_Request_.
Retype all of the records below without changing a single character, and leave the pictures out of your copy.

_Data to process_.
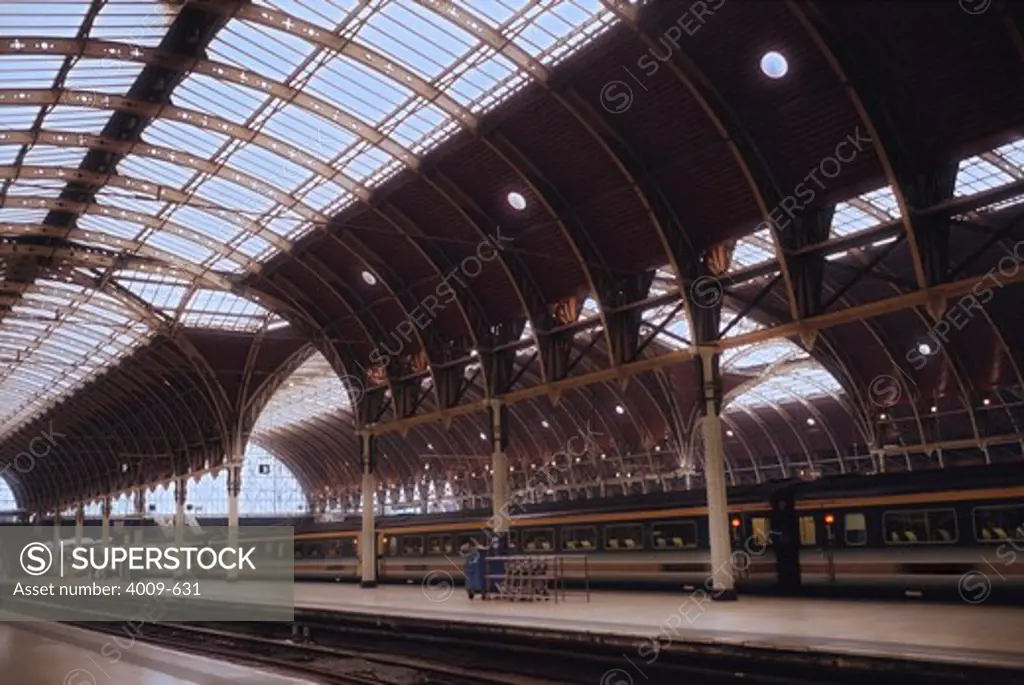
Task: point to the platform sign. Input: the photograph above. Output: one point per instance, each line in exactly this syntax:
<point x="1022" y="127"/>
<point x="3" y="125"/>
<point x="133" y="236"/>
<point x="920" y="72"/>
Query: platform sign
<point x="145" y="576"/>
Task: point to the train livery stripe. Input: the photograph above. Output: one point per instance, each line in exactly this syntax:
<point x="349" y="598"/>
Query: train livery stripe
<point x="916" y="498"/>
<point x="652" y="515"/>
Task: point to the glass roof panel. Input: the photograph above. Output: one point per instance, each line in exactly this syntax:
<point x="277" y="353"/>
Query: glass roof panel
<point x="19" y="215"/>
<point x="311" y="391"/>
<point x="104" y="76"/>
<point x="266" y="51"/>
<point x="40" y="188"/>
<point x="416" y="37"/>
<point x="276" y="170"/>
<point x="18" y="71"/>
<point x="761" y="355"/>
<point x="179" y="247"/>
<point x="357" y="90"/>
<point x="64" y="352"/>
<point x="206" y="223"/>
<point x="797" y="384"/>
<point x="158" y="171"/>
<point x="976" y="174"/>
<point x="17" y="118"/>
<point x="865" y="211"/>
<point x="109" y="226"/>
<point x="140" y="23"/>
<point x="211" y="308"/>
<point x="76" y="120"/>
<point x="178" y="135"/>
<point x="218" y="98"/>
<point x="479" y="77"/>
<point x="34" y="18"/>
<point x="755" y="249"/>
<point x="309" y="132"/>
<point x="53" y="156"/>
<point x="216" y="193"/>
<point x="326" y="13"/>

_Solution to this exercise_.
Task: point to the platform sign. Input: the photograph above. Output: one point per instance, each line in exactly this syntax:
<point x="1022" y="127"/>
<point x="3" y="125"/>
<point x="133" y="236"/>
<point x="920" y="72"/>
Query: platform sign
<point x="145" y="576"/>
Task: point to the train livery stripe. Input: the photograph above. Output: one point per instance, each line in exactly this syntax:
<point x="349" y="598"/>
Query: train livery stripe
<point x="916" y="498"/>
<point x="652" y="515"/>
Task: point to the glass roof panel. Input: the photograph above. Output: one point per instance, each line in exactly this syntax:
<point x="277" y="353"/>
Query: glass roof panel
<point x="19" y="215"/>
<point x="311" y="391"/>
<point x="104" y="76"/>
<point x="266" y="51"/>
<point x="40" y="188"/>
<point x="416" y="37"/>
<point x="276" y="170"/>
<point x="18" y="71"/>
<point x="761" y="355"/>
<point x="179" y="247"/>
<point x="357" y="90"/>
<point x="64" y="352"/>
<point x="206" y="223"/>
<point x="797" y="384"/>
<point x="158" y="171"/>
<point x="976" y="174"/>
<point x="17" y="118"/>
<point x="865" y="211"/>
<point x="109" y="226"/>
<point x="140" y="23"/>
<point x="211" y="308"/>
<point x="76" y="120"/>
<point x="178" y="135"/>
<point x="218" y="98"/>
<point x="479" y="77"/>
<point x="34" y="18"/>
<point x="755" y="249"/>
<point x="309" y="132"/>
<point x="53" y="156"/>
<point x="216" y="193"/>
<point x="326" y="13"/>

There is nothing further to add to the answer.